**Detalles del problema:**
Imprime completo y sin ningún cambio el texto de más abajo sobre la dificultad de saber esperar.
══ Texto proporcionado
Es tan difícil saber esperar, que los mayores poetas no han desdeñado abordar en sus poemas este hecho. Así, Shakespeare, en
Otelo; Sófocles, en Ayax
: su suicidio no le hubiese parecido tan necesario a Ayax, si hubiera dejado que su emoción se enfriara durante un sólo día, como le señalara el oráculo; seguramente se hubiera burlado de las terribles insinuaciones de su vanidad herida y se hubiese dicho: «¿Quién no habría tomado, en mi situación, a un carnero por un héroe? ¿Qué tiene, entonces, esto de monstruoso? Por el contrario, sólo es un hecho humano corriente».* Ayax podía, así, haberse consolado. Pero la pasión no sabe esperar; lo que hay de trágico en la vida de los hombres no radica por lo general en su conflicto con la época y con las bajezas de sus contemporáneos, sino en su falta de capacidad para aplazar su acción un año o dos; no saben esperar. En todo duelo, los amigos que aconsejan sólo han de asegurarse de una cosa: si los contendientes pueden esperar; si no ocurre así, el duelo es razonable, porque cada uno de ellos se dice: «O sigo yo en vida y entonces es preciso que ése muera inmediatamente, o al revés». En un caso así, esperar sería seguir sufriendo el terrible martirio del honor herido delante del hombre que ha provocado la situación; y esto puede suponer un dolor realmente mayor que el valor de la vida.
*Según la tragedia de Sófocles sobre Ayax, el héroe homérico, enloquecido por una injusticia cometida contra él por los aqueos, dio muerte al ganado de éstos creyendo acabar con sus enemigos; al recobrar la razón, se consideró deshonrado y se suicidó. (N. de T.)
════
══ Datos proporcionados
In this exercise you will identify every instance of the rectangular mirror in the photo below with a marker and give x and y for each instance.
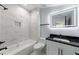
(65, 18)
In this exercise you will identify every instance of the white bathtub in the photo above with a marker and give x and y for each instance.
(22, 48)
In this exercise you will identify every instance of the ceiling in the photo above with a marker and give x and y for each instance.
(33, 6)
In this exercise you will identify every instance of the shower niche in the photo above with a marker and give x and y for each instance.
(64, 18)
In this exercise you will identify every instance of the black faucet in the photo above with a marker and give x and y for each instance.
(3, 48)
(2, 42)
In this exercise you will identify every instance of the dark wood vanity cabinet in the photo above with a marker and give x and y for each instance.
(55, 48)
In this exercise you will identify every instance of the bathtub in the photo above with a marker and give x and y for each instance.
(22, 48)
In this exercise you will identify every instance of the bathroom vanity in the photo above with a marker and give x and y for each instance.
(62, 45)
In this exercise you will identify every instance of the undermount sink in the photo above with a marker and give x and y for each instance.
(62, 40)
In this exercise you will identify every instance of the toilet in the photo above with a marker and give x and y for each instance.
(37, 48)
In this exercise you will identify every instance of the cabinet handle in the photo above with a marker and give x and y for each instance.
(76, 53)
(59, 53)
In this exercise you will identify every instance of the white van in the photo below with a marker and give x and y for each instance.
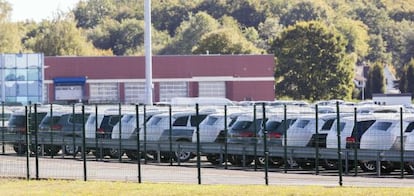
════
**Respuesta escrita:**
Es tan difícil saber esperar, que los mayores poetas no han desdeñado abordar en sus poemas este hecho. Así, Shakespeare, en
Otelo; Sófocles, en Ayax
: su suicidio no le hubiese parecido tan necesario a Ayax, si hubiera dejado que su emoción se enfriara durante un sólo día, como le señalara el oráculo; seguramente se hubiera burlado de las terribles insinuaciones de su vanidad herida y se hubiese dicho: «¿Quién no habría tomado, en mi situación, a un carnero por un héroe? ¿Qué tiene, entonces, esto de monstruoso? Por el contrario, sólo es un hecho humano corriente».* Ayax podía, así, haberse consolado. Pero la pasión no sabe esperar; lo que hay de trágico en la vida de los hombres no radica por lo general en su conflicto con la época y con las bajezas de sus contemporáneos, sino en su falta de capacidad para aplazar su acción un año o dos; no saben esperar. En todo duelo, los amigos que aconsejan sólo han de asegurarse de una cosa: si los contendientes pueden esperar; si no ocurre así, el duelo es razonable, porque cada uno de ellos se dice: «O sigo yo en vida y entonces es preciso que ése muera inmediatamente, o al revés». En un caso así, esperar sería seguir sufriendo el terrible martirio del honor herido delante del hombre que ha provocado la situación; y esto puede suponer un dolor realmente mayor que el valor de la vida.
*Según la tragedia de Sófocles sobre Ayax, el héroe homérico, enloquecido por una injusticia cometida contra él por los aqueos, dio muerte al ganado de éstos creyendo acabar con sus enemigos; al recobrar la razón, se consideró deshonrado y se suicidó. (N. de T.)